[Brief]
Please copy out the full listing below word for word, keeping every line unchanged.

[Supplied data]

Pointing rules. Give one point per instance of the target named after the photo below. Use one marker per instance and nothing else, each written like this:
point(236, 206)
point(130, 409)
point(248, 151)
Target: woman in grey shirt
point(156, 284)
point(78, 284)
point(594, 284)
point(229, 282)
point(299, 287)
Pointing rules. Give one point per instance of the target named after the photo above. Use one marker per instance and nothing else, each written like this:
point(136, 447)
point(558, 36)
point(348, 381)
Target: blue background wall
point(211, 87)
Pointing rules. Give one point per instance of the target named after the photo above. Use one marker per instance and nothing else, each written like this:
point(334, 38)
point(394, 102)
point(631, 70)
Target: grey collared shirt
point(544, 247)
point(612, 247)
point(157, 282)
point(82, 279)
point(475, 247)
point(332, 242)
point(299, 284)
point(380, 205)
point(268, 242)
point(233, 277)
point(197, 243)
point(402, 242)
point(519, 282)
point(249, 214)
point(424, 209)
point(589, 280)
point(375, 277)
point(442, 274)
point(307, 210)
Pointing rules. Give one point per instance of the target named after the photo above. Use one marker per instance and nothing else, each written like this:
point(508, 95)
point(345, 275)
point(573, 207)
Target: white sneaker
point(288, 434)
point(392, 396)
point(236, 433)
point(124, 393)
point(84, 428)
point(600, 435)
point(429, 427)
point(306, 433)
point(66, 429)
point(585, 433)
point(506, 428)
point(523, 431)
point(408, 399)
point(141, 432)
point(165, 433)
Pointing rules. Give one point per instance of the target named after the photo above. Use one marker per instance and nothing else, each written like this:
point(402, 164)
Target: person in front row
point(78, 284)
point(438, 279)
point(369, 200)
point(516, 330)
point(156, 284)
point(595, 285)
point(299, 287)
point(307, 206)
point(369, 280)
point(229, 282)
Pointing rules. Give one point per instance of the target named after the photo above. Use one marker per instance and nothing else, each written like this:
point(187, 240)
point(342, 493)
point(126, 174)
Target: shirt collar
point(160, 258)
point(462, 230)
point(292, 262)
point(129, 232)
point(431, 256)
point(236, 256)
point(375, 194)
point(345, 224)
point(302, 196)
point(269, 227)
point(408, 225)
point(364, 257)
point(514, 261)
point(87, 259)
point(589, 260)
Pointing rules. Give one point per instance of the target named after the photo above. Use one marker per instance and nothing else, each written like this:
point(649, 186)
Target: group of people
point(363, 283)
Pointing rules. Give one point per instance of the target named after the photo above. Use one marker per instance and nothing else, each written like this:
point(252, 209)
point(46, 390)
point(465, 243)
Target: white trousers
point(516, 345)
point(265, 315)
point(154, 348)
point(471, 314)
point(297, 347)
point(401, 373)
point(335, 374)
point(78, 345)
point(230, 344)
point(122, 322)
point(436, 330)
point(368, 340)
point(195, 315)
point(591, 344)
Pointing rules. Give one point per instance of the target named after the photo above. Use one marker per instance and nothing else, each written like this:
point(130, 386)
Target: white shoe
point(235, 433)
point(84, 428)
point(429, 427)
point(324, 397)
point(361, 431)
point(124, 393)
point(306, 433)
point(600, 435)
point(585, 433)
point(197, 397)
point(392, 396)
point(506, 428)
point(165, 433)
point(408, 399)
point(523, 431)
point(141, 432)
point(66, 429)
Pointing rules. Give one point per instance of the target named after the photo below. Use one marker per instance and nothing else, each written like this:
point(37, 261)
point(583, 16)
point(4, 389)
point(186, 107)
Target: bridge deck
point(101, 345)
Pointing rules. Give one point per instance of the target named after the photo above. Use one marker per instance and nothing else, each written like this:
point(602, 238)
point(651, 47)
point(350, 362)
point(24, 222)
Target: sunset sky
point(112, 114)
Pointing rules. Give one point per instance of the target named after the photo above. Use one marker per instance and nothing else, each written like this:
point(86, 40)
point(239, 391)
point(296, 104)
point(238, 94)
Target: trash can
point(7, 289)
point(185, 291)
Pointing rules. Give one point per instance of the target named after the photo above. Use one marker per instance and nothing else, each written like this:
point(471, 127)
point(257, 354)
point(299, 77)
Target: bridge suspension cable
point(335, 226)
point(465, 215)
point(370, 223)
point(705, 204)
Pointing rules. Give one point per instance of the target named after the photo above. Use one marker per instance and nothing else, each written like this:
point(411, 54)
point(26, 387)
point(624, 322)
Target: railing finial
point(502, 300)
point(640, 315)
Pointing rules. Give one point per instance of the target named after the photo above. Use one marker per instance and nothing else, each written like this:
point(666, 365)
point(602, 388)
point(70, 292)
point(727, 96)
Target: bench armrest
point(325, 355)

[Exercise answer]
Pointing rules. Give one point per instance of the target named after the photo below. Use one marker per instance and nothing else, each written like this:
point(236, 206)
point(130, 409)
point(248, 151)
Target: woman in grey shirt
point(156, 284)
point(78, 284)
point(594, 284)
point(229, 282)
point(299, 287)
Pointing rules. Give one point per instance of the target named after the photo above. Use one marker per instance and nothing else, each written like this:
point(136, 447)
point(558, 36)
point(348, 381)
Target: blue background wall
point(211, 87)
Pointing rules. Give one point per instance of the target named after the photo above. Use one marker per instance and nothing else, each written like this:
point(334, 38)
point(394, 102)
point(631, 70)
Target: grey collared shirt
point(544, 247)
point(612, 247)
point(157, 282)
point(82, 279)
point(475, 247)
point(332, 242)
point(299, 284)
point(380, 205)
point(268, 242)
point(233, 277)
point(197, 243)
point(402, 242)
point(519, 282)
point(249, 214)
point(424, 209)
point(589, 280)
point(375, 277)
point(442, 274)
point(307, 210)
Pointing rules. Give one point per instance of the target named after the photo above. Use one marker per instance and nothing else, each written like this:
point(508, 95)
point(345, 275)
point(573, 207)
Target: white sneaker
point(288, 434)
point(392, 396)
point(236, 433)
point(124, 393)
point(84, 428)
point(600, 435)
point(429, 427)
point(306, 433)
point(66, 429)
point(585, 433)
point(506, 428)
point(523, 431)
point(408, 399)
point(141, 432)
point(165, 433)
Pointing rules. Give one point per instance of the target named after the photo above. Use one marker per instance and nothing else, each written like this:
point(402, 164)
Target: person in front row
point(78, 284)
point(438, 279)
point(369, 200)
point(516, 330)
point(156, 284)
point(595, 285)
point(299, 287)
point(307, 206)
point(369, 280)
point(229, 282)
Pointing rules. Give one point per instance of the target named after the photo above. Use one marker per instance and nothing else, each written like this:
point(187, 240)
point(342, 493)
point(126, 174)
Target: shirt collar
point(160, 258)
point(462, 230)
point(292, 262)
point(129, 232)
point(431, 256)
point(236, 256)
point(375, 194)
point(345, 224)
point(302, 196)
point(269, 227)
point(408, 225)
point(364, 257)
point(514, 261)
point(87, 259)
point(589, 260)
Pointing rules. Give one point per instance of the target named after the photo above. Use one marker per instance and nothing else, each written like this:
point(649, 186)
Target: group of people
point(363, 283)
Pointing rules. Give one point per instance of the target named after the photo above. Use one marker per instance and nothing else, each written like this:
point(252, 209)
point(46, 390)
point(465, 243)
Target: white trousers
point(516, 345)
point(265, 315)
point(154, 348)
point(471, 314)
point(297, 347)
point(401, 373)
point(335, 374)
point(78, 345)
point(230, 344)
point(122, 322)
point(436, 330)
point(368, 340)
point(195, 315)
point(591, 344)
Pointing rules. Give one point per instance of the target named after the photo above. Use one marker per instance and nothing else, each written like this:
point(130, 386)
Target: white shoe
point(235, 433)
point(84, 428)
point(429, 427)
point(324, 397)
point(361, 431)
point(124, 393)
point(306, 433)
point(600, 435)
point(585, 433)
point(197, 397)
point(392, 396)
point(506, 428)
point(165, 433)
point(408, 399)
point(523, 431)
point(141, 432)
point(66, 429)
Pointing rules. Give one point per instance of the target named after the photo below. Use one marker per instance and nothing else, each written like this:
point(37, 261)
point(583, 16)
point(4, 389)
point(186, 107)
Target: bridge deck
point(101, 345)
Pointing rules. Give one point per instance of the target named after the photo above. Use one marker per instance and nothing else, each written like this:
point(602, 238)
point(651, 47)
point(350, 362)
point(24, 222)
Target: sunset sky
point(112, 114)
Pointing rules. Give one point per instance of the target named after the photo above. Use one marker per instance and nothing else, each written like this:
point(86, 40)
point(239, 391)
point(296, 104)
point(238, 94)
Target: trash can
point(7, 289)
point(185, 291)
Pointing rules. Give one point per instance of the target named after the photo above. Use one marker per instance and nothing else, each written like this:
point(471, 127)
point(257, 354)
point(299, 77)
Target: bridge suspension cable
point(335, 226)
point(465, 215)
point(370, 223)
point(705, 204)
Pointing rules. Give one point per instance of the target named after the photo above. Use one marker per instance and nothing else, each written like this:
point(411, 54)
point(26, 387)
point(624, 322)
Target: railing finial
point(502, 300)
point(640, 315)
Pointing rules. Give one point per instance of the target named after the photo above. Use one marker per instance and nothing else, each written like this:
point(666, 365)
point(602, 388)
point(70, 292)
point(727, 96)
Target: bench armrest
point(325, 355)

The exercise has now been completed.